In all of the records below, replace every "Detect" with "Locate" and leave the rest as it is.

============

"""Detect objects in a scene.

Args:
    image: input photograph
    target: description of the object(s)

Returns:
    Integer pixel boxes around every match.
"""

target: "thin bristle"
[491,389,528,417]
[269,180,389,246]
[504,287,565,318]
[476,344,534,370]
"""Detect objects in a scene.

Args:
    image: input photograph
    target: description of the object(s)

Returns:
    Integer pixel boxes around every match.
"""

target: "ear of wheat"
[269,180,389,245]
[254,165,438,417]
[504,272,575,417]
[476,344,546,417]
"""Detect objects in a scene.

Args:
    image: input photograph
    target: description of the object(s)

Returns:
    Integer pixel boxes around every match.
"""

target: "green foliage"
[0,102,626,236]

============

Exercise response
"""Locate objects in a scene.

Args:
    image: input photograph
    target: description of the object(s)

Returns:
    Integer pixel boxes around every match.
"""

target: "thin bristle"
[491,389,528,417]
[269,180,389,246]
[504,287,565,318]
[476,344,534,370]
"""Locate objects in a scene.

Args:
    image: input photograph
    target: description of the object(s)

Returns:
    Integer pixel boxes around every match.
"""

target: "ear of wheat"
[269,180,389,245]
[254,165,438,417]
[504,272,575,417]
[476,344,546,417]
"""Locate objects in a scene.

Args:
    image: input photograph
    target: description of the object(s)

Returns:
    Integer pixel boxes around every match.
"""

target: "green foliage"
[0,102,626,236]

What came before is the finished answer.